*Work required:*
Return each line of the listing below verbatim, omitting the picture.

=== Section Start ===

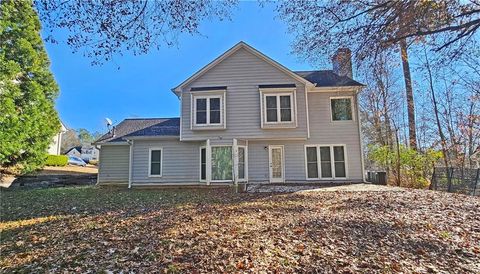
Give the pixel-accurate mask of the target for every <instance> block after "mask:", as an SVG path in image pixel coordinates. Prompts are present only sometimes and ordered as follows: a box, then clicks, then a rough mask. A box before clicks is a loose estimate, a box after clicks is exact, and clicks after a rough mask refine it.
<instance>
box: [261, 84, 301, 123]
mask: <svg viewBox="0 0 480 274" xmlns="http://www.w3.org/2000/svg"><path fill="white" fill-rule="evenodd" d="M267 96H275V97H276V98H277V99H276V100H277V121H276V122H269V121H268V118H267ZM280 96H289V97H290V119H291V120H290V121H282V120H281V119H282V118H281V113H282V111H281V107H280ZM294 104H295V102H294V98H293V92H292V93H290V92H286V93H264V94H263V111H264V112H265V113H264V117H265V124H267V125H271V124H273V125H276V124H292V123H294V121H295V117H296V115H295V112H294ZM294 116H295V117H294Z"/></svg>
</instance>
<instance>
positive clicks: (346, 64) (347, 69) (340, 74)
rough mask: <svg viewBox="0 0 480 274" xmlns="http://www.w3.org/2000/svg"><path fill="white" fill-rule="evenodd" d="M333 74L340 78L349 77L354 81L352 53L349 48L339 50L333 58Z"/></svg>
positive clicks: (336, 52)
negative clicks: (342, 77) (338, 75)
mask: <svg viewBox="0 0 480 274" xmlns="http://www.w3.org/2000/svg"><path fill="white" fill-rule="evenodd" d="M332 64H333V72H335V73H336V74H338V75H340V76H348V77H350V78H351V79H353V74H352V52H351V51H350V49H349V48H339V49H338V50H337V52H336V53H335V54H334V55H333V56H332Z"/></svg>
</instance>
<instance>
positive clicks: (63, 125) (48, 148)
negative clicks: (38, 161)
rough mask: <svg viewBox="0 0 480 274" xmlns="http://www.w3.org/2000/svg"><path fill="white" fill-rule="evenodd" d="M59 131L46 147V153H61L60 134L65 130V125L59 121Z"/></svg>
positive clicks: (60, 141) (57, 153) (54, 136)
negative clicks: (48, 147)
mask: <svg viewBox="0 0 480 274" xmlns="http://www.w3.org/2000/svg"><path fill="white" fill-rule="evenodd" d="M60 125H61V127H60V131H59V132H58V133H57V134H56V135H55V136H53V139H52V143H51V144H50V147H49V148H48V154H50V155H60V154H61V149H60V147H61V146H62V135H63V134H64V133H65V132H67V128H66V127H65V125H64V124H63V123H62V122H61V121H60Z"/></svg>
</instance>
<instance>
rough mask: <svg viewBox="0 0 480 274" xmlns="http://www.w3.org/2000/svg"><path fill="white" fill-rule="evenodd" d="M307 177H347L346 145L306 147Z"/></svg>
mask: <svg viewBox="0 0 480 274" xmlns="http://www.w3.org/2000/svg"><path fill="white" fill-rule="evenodd" d="M305 159H306V163H305V164H306V173H307V174H306V175H307V179H345V178H347V166H346V157H345V145H311V146H307V147H306V148H305Z"/></svg>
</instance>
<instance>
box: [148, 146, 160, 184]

=== Section End ===

*Exercise response:*
Give the pixel-accurate mask of the target for every <instance> block after "mask:", as an SVG path in image pixel coordinates. Prompts are present only sometimes and ordered as follows: a box, then clicks, then a rough mask. A box before clicks is a loose estimate, a box after clicks is exact, and clicks after a rough mask refine it.
<instance>
box: [261, 84, 301, 123]
mask: <svg viewBox="0 0 480 274" xmlns="http://www.w3.org/2000/svg"><path fill="white" fill-rule="evenodd" d="M267 96H275V97H276V98H277V99H276V100H277V121H276V122H269V121H268V118H267ZM280 96H289V97H290V119H291V120H290V121H282V120H281V119H282V118H281V113H282V111H281V107H280ZM294 104H295V102H294V98H293V92H292V93H290V92H286V93H264V94H263V111H264V112H265V113H264V117H265V124H267V125H271V124H273V125H276V124H292V123H294V121H295V117H296V115H295V112H294ZM294 116H295V117H294Z"/></svg>
</instance>
<instance>
positive clicks: (346, 64) (347, 69) (340, 74)
rough mask: <svg viewBox="0 0 480 274" xmlns="http://www.w3.org/2000/svg"><path fill="white" fill-rule="evenodd" d="M333 74L340 78L349 77L354 81L352 53L349 48L339 50L333 58Z"/></svg>
positive clicks: (336, 52)
negative clicks: (342, 77) (338, 75)
mask: <svg viewBox="0 0 480 274" xmlns="http://www.w3.org/2000/svg"><path fill="white" fill-rule="evenodd" d="M332 64H333V72H335V73H336V74H338V75H340V76H348V77H350V78H351V79H353V74H352V52H351V51H350V49H349V48H339V49H338V50H337V52H336V53H335V54H334V55H333V56H332Z"/></svg>
</instance>
<instance>
positive clicks: (63, 125) (48, 148)
negative clicks: (38, 161)
rough mask: <svg viewBox="0 0 480 274" xmlns="http://www.w3.org/2000/svg"><path fill="white" fill-rule="evenodd" d="M59 131L46 147V153H61L60 134L65 130V125L59 121Z"/></svg>
positive clicks: (60, 141) (57, 153) (54, 136)
negative clicks: (48, 147)
mask: <svg viewBox="0 0 480 274" xmlns="http://www.w3.org/2000/svg"><path fill="white" fill-rule="evenodd" d="M60 125H61V127H60V131H59V132H58V133H57V134H56V135H55V136H53V139H52V143H51V144H50V147H49V148H48V154H50V155H60V154H61V149H60V147H61V146H62V135H63V134H64V133H65V132H67V128H66V127H65V125H64V124H63V123H62V122H61V121H60Z"/></svg>
</instance>
<instance>
rough mask: <svg viewBox="0 0 480 274" xmlns="http://www.w3.org/2000/svg"><path fill="white" fill-rule="evenodd" d="M307 177H347L346 145L306 147Z"/></svg>
mask: <svg viewBox="0 0 480 274" xmlns="http://www.w3.org/2000/svg"><path fill="white" fill-rule="evenodd" d="M305 159H306V163H305V164H306V173H307V174H306V175H307V179H345V178H347V166H346V157H345V145H311V146H307V147H306V148H305Z"/></svg>
</instance>
<instance>
box: [148, 146, 160, 184]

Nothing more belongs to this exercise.